Enable execution mode and specify input and output files.

--arch <target>

Specify a list of targets which the model is compiled for.

--platform <name>

Hint platform preference for compilation.

--opt <level>

Specify which optimization level to use.

-O0: No optimization
-O1: Enable basic optimization for fast codegen
-O2: Enable most optimizations (default)
-O3: Enable -O2 with other optimizations that increase compilation time
--opt-accuracy

Optimize for accuracy. This option tries to make the inference results similar to the results from the CPU. It may also cause performance drops.

Layer

Description

RSqrtLayer

If datatype is int16, convert to float16 (dequant -> rsqrt -> quant).

AvgPool2DLayer

Increase the cascade depth of Avgpool to improve accuracy.

**Material:**
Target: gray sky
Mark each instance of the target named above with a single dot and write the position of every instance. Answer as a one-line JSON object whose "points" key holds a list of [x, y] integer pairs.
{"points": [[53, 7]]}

**Challenges:**
(A) Please rewrite the compiler options passage from "-O3: Enable -O2" to "rsqrt -> quant).", changing "CPU" to "host processor".
(B) In the compiler options passage, which optimization level is the default?
(C) Carry on the compiler options passage from its final line.

**The results:**
(A)
-O3: Enable -O2 with other optimizations that increase compilation time
--opt-accuracy

Optimize for accuracy. This option tries to make the inference results similar to the results from the host processor. It may also cause performance drops.

Layer

Description

RSqrtLayer

If datatype is int16, convert to float16 (dequant -> rsqrt -> quant).

(B) -O2, which enables most optimizations.

(C)
Conv2DLayer
DepthwiseConv2DLayer
FullyConnectedLayer
GroupConv2DLayer
TransposeConv2Dlayer

Set the bias of Conv2D to zero and add an additional ChannelWiseAdd layer to improve accuracy if the following conditions are true:

  • Output datatype is not Asymmetric

  • Input is floating-point

  • Filter is quantized.

--opt-aggressive

Enable optimizations that may lose accuracy.

Layer

Description

QuantizeLayer + DequantizeLayer

Simplify to IdentityLayer.

SoftmaxLayer

Adjust legalized op order to reduce inference time.

--opt-bw

Optimize for bandwidth. Enable NDF agent (--gno=NDF) if --gno is not specified.

--opt-footprint

Optimize for memory footprint. This option also disables some optimizations that improve inference time but lead to a larger memory footprint.

--opt-size

Optimize for size, including code and static data. This option also disables some optimizations that may increase code or data size.

--intval-color-fast

Disable exhaustive search in interval coloring to speed up compilation. This option is automatically turned on in -O2 or lower optimization level. This option can be used with -O3.

--dla-file <file>

Specify a filename for the output DLA file.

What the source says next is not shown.